------ EXERCISE PASSAGE

Specimen were prepared on agar slides to immobilize yeast cells and investigated with a Leica SP5 confocal laser scanning microscope, equipped with a Leica HCX PL Apo 63× NA 1.4 oil immersion objective. Z-stacks were acquired using 64 × 64 × 12.6 (x/y/z) nm sampling and analysed as well as processed with the open-source software Fiji34. To that end, three-dimensional Gaussian filtering (xσ = yσ = zσ = 1), followed by background subtraction (rolling ball radius = 50 pixels) was applied and pictures were illustrated using the maximum-intensity projection method. Volume rendering to visualize mitochondrial morphology (“Projection” in Fig. 2b, d and f) was applied with the build-in Fiji Macro “Volume Viewer” by Kai Uwe Barthel (Mode: Volume; Interpolation: Trillinear; Sampling: 1.0). For micrographs presented in Fig. 3g, samples were prepared on agar slides and analysed with a Leica DM6B epifluorescence microscope, using a HC PL Apo 100× NA 1.4 oil immersion objective. The dynamic range of presented figures was adapted by using the “Brightness/contrast” tool of Fiji. All pictures within an experiment were captured and processed with the same settings.

Measurement of cellular oxygen consumption

Oxygen consumption of yeast was quantified with a Fire-Sting optical oxygen sensor system (Pyro Science) as described previously33. In brief, 2 ml of culture were transferred into glass tubes, hermetically sealed and directly used for analysis. Oxygen concentration was measured for 1 min and the slope of the regression line was calculated and normalized to the number of PI negative (and thus viable) cells in the glass tube (evaluated by CASY cell counting and quantification of PI negative cells with flow cytometry as described above). Oxygen consumption per living cells is expressed as fold value normalized to wild type cells.

------------

__DIRECTIONS__.
a. In the methods text, how long was oxygen concentration measured?
b. Duplicate the methods text from "Measurement of cellular" up to and including "wild type cells.".
c. Finish out the next part of the methods text on yeast imaging and oxygen consumption, starting after its last sentence.

------ MATERIAL SUPPLIED

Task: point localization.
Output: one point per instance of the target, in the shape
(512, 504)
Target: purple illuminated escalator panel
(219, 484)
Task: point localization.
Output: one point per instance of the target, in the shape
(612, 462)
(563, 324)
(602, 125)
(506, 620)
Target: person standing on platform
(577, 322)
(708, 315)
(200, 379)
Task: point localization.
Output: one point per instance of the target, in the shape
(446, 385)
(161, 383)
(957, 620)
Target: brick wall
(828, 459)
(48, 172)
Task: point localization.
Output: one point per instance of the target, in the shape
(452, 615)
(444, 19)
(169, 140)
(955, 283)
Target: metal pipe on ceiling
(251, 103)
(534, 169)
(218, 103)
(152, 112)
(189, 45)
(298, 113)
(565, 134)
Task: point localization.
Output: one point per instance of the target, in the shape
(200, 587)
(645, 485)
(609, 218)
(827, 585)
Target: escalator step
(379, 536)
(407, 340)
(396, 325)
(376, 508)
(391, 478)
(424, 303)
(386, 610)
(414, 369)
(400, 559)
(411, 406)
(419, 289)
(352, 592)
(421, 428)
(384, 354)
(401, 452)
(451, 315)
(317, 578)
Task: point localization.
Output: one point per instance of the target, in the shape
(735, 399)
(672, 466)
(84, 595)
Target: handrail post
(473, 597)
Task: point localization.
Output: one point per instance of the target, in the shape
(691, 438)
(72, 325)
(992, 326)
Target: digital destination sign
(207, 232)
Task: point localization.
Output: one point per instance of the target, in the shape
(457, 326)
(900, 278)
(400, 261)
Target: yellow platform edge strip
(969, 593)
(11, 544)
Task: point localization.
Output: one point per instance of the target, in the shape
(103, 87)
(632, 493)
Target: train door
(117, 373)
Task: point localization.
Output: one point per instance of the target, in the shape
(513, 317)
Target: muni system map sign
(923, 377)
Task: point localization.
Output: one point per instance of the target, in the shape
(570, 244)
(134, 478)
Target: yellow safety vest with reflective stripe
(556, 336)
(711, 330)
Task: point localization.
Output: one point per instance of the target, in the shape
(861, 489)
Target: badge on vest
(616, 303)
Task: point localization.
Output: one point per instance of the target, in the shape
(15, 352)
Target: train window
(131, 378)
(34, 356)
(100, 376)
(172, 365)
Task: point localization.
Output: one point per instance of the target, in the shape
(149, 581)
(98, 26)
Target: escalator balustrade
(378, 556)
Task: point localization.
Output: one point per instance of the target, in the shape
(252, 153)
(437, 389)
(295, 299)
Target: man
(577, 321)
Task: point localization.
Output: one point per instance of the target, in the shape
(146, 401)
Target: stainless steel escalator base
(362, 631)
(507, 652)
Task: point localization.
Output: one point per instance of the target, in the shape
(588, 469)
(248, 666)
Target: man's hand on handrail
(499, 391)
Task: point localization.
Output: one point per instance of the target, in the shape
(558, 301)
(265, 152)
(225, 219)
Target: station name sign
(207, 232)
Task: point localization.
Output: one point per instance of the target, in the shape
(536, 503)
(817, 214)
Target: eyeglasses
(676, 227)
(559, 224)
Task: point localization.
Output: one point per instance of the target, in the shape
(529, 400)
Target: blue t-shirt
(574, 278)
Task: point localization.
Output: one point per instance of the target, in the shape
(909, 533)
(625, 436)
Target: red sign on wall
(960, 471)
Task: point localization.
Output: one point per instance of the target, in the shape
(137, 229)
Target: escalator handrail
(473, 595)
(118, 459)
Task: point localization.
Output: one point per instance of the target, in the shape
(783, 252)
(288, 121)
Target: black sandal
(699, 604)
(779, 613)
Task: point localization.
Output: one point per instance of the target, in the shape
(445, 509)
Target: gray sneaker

------------

__SET OF ANSWERS__.
a. For 1 min.

b.
Measurement of cellular oxygen consumption

Oxygen consumption of yeast was quantified with a Fire-Sting optical oxygen sensor system (Pyro Science) as described previously33. In brief, 2 ml of culture were transferred into glass tubes, hermetically sealed and directly used for analysis. Oxygen concentration was measured for 1 min and the slope of the regression line was calculated and normalized to the number of PI negative (and thus viable) cells in the glass tube (evaluated by CASY cell counting and quantification of PI negative cells with flow cytometry as described above). Oxygen consumption per living cells is expressed as fold value normalized to wild type cells.

c.
Isolation of mitochondria

Isolation of mitochondria from yeast cells was performed as described in ref. 35. In brief, cells grown to mid-logarithmic phase were harvested by centrifugation and resuspended in 2 ml/g cell wet weight MP1 buffer (0.1 M Tris-H2SO4, 10 mM dithiothreitol; adjusted to pH 9.4). After incubation for 10 min at 30 °C, samples were washed in 1.2 M sorbitol and resuspended in MP2 buffer (20 mM potassium phosphate, 0.6 M sorbitol; adjusted to pH 7.4), containing 3 mg/g of cell wet weight zymolyase 20 T. Spheroplasts were created by incubation for 1 h at 30 °C and harvested by centrifugation. Samples were carefully resuspended in 13.4 ml/g of cell wet weight in homogenization buffer (10 mM Tris, 0.6 M sorbitol, 1 mM EDTA, 1 mM PMSF; adjusted pH 7.4) and homogenized by 10 strokes with a Teflon plunger (Sartorius Stedim Biotech S.A.). Homogenates were centrifuged at 3000 g for 5 min at 4 °C and the resulting supernatants were subsequently centrifuged at 17,000 g for 12 min at 4 °C. Pelleted mitochondria were resuspended in isotonic buffer (20 mM HEPES, 0.6 M sorbitol; adjusted to pH 7.4) to a concentration of 10 mg/ml.

Immunoblot analysis

To obtain whole-cell extracts, cells were harvested by centrifugation at 18,400 g for 2 min and resuspended in 50 µL of Laemmli buffer (63 mM Tris, 2% SDS, 10% glycerol, 0.1% β-mercaptoethanol and 0.0005% bromophenol blue; adjusted to pH 6.8). Samples were boiled for 3 min at 95 °C and 10 µl were applied for SDS-PAGE and immunoblotting following standard protocols.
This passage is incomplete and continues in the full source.